* WHAT TO DO
Print word for word the records from the line containing "the puppy's tail" through the end.

§

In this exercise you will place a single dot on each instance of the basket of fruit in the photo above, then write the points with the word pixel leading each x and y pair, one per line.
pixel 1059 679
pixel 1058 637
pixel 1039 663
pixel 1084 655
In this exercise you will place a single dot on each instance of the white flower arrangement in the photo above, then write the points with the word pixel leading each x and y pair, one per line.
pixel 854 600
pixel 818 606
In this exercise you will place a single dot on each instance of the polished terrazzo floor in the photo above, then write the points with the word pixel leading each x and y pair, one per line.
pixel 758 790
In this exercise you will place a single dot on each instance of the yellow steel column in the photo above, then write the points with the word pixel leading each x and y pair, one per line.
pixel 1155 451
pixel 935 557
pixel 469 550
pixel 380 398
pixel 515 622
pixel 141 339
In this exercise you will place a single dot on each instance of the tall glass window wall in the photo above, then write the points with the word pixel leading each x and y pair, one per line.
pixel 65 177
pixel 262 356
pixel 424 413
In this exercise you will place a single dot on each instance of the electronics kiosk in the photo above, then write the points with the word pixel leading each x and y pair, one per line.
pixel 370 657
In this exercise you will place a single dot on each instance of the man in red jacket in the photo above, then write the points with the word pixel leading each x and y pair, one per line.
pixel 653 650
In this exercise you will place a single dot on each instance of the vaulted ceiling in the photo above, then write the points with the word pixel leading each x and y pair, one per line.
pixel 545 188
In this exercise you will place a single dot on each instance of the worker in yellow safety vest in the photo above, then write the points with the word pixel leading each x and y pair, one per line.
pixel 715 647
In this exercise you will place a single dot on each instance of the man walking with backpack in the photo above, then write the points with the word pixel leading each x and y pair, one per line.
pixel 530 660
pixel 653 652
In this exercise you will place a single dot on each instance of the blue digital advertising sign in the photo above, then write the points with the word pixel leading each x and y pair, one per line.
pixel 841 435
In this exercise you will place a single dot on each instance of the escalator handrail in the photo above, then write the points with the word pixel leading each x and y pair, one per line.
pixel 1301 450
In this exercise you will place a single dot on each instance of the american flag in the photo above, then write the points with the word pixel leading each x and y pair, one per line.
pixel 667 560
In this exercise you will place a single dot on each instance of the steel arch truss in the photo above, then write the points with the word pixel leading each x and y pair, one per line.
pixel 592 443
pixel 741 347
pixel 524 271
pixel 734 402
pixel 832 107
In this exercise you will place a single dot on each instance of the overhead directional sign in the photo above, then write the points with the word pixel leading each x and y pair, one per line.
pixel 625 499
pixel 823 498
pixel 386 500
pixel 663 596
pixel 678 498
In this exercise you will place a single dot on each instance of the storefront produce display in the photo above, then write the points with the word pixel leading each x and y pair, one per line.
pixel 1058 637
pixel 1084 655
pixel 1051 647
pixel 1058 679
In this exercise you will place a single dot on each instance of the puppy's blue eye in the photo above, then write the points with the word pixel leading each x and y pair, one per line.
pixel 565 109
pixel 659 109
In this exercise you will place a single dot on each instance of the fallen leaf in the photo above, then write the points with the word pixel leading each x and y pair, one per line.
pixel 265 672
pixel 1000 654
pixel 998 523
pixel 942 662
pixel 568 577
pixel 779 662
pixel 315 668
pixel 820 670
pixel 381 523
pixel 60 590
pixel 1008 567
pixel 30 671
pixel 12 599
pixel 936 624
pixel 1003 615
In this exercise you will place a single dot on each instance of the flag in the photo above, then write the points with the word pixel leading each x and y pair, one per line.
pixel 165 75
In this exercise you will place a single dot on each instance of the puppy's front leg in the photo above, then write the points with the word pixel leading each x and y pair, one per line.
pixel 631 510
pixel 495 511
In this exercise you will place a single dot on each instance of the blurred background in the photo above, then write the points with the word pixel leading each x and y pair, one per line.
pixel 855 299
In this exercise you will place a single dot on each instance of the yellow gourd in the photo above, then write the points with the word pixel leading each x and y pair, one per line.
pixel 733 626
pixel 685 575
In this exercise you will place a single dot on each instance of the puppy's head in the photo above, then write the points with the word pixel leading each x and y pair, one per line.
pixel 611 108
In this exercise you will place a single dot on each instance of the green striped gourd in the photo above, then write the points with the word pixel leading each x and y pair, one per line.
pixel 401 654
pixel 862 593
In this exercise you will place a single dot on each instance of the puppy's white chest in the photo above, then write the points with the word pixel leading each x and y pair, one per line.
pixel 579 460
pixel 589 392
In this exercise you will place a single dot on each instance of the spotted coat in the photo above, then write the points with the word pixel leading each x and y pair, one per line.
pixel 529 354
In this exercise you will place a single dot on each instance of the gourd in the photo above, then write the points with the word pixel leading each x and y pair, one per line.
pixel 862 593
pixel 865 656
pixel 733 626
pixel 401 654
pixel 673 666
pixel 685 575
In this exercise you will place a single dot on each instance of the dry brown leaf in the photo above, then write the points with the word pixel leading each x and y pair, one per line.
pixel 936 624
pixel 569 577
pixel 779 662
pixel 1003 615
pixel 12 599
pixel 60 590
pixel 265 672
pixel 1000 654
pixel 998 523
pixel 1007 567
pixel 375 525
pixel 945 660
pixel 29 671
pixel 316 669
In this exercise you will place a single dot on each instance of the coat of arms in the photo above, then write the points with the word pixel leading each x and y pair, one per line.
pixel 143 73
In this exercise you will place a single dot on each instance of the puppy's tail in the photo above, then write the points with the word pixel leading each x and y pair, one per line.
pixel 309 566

§

* COMPLETED EXERCISE
In this exercise you will place a single dot on each instance of the puppy's tail in the photo above, then write the points with the word pixel leading each x and y pair, one per line.
pixel 309 566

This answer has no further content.